Start of The records
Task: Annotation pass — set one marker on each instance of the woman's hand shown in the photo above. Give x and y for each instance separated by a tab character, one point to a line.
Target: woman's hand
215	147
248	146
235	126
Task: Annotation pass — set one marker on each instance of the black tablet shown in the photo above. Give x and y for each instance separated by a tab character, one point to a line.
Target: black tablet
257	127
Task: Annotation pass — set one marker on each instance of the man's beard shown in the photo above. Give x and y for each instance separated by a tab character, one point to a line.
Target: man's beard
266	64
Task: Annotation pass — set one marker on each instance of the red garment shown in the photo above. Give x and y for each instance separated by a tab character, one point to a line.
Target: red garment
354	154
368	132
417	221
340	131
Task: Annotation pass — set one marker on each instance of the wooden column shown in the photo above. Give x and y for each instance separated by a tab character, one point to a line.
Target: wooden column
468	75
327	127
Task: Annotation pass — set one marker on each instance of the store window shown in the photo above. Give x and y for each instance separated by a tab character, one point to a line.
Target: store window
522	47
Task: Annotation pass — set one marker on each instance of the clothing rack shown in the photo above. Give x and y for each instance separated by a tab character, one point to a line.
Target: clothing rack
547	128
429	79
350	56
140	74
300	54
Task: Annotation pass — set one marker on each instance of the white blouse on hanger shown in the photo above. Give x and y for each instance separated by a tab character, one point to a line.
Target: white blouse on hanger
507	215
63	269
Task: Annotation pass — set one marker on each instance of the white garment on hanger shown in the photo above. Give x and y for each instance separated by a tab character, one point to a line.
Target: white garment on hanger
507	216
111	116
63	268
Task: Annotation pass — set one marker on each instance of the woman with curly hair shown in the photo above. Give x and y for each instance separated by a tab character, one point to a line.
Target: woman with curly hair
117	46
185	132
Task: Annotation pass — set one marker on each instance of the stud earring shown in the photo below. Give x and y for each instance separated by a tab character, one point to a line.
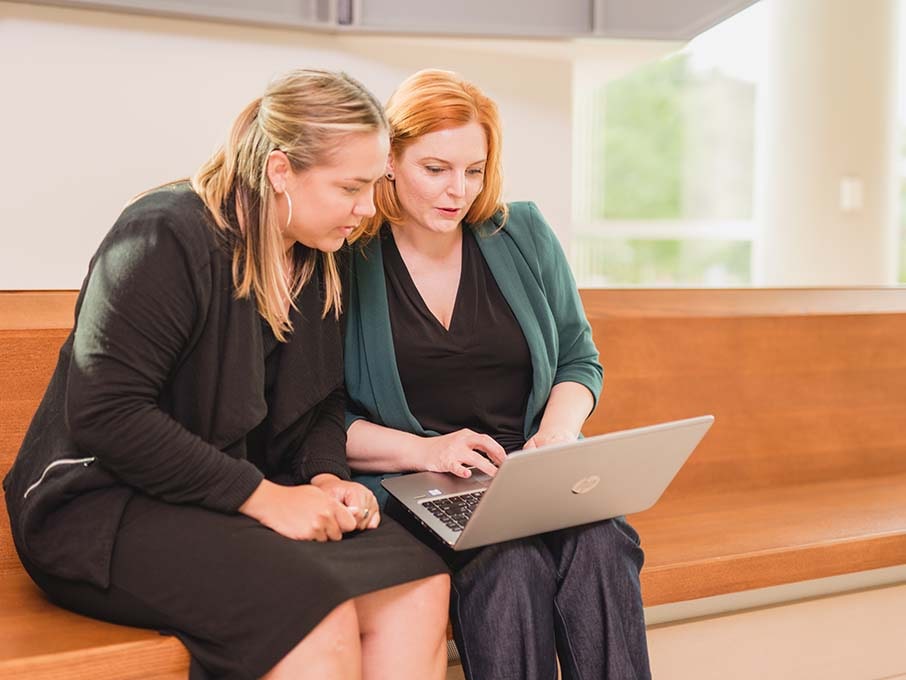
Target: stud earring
289	216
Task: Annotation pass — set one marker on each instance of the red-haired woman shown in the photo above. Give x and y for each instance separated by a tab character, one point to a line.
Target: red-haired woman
466	336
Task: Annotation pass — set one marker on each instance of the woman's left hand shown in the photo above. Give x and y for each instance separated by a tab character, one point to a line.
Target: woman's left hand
548	437
358	498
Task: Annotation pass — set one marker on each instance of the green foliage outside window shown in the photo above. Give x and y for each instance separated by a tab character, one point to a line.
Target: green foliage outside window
670	143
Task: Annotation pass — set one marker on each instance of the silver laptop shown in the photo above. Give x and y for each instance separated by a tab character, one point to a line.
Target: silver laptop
553	487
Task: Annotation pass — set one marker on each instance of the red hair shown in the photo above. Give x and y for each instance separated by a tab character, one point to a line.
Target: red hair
426	102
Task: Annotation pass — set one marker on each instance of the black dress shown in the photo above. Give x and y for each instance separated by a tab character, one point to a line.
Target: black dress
478	373
130	514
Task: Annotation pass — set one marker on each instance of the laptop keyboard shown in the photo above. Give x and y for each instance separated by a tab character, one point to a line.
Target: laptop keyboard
454	511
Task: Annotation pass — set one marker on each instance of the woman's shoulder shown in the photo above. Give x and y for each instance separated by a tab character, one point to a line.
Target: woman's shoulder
172	217
522	222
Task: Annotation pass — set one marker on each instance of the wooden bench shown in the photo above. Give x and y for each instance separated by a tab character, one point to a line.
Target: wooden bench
803	475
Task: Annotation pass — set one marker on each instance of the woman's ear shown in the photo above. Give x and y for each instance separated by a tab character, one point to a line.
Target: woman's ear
278	169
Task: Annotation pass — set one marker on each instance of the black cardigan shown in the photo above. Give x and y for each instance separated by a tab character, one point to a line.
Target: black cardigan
157	387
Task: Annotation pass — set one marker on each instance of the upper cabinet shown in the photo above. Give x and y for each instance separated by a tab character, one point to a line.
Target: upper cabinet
649	19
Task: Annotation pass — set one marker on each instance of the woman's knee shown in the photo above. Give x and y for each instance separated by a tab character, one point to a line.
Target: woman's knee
613	539
430	596
342	623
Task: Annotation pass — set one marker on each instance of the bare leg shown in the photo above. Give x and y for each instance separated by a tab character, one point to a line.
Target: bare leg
404	630
332	650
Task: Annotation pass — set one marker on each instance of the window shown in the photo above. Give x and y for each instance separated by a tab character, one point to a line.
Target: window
666	167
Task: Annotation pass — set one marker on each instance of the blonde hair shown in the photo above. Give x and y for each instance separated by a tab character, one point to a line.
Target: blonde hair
305	114
425	102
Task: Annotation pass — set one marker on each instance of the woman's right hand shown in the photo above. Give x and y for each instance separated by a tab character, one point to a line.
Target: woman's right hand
303	513
457	453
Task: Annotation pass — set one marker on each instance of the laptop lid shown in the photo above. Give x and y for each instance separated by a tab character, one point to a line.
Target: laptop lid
560	486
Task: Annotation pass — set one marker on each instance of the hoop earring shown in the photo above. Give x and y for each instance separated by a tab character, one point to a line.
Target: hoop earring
289	216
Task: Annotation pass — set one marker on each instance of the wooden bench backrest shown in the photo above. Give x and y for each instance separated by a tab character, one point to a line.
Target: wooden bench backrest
33	326
805	384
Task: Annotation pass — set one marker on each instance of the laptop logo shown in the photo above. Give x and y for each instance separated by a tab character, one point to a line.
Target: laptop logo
586	484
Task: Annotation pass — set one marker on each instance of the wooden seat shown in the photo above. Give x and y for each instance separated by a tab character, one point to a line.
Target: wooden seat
802	476
38	640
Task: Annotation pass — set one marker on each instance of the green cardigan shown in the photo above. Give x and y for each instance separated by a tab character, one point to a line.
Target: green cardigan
531	270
End of The records
Task details: Exactly the lines above from the one with "Target: hoop earring" to the one with "the wooden seat", both included, are to be quoted; leave the rest out.

Worked solution:
Target: hoop earring
289	216
Task: Annotation pass — set one marker on each instance of the wooden bench backrest shown in the photo above. Give x and y for each instance separated by a tab character, one point to a line.
Target: wooden bench backrest
33	326
805	384
Task: Annotation pass — set one marker on each instance of the laptop logo shown in the photo above. Give x and y for each instance separated by a tab character, one point to a line.
Target: laptop logo
586	484
Task: Annotation pass — set one marker on each instance of the wooden seat shown in the photo above. Give x and y for each instance separated by a tab character, one point to a line.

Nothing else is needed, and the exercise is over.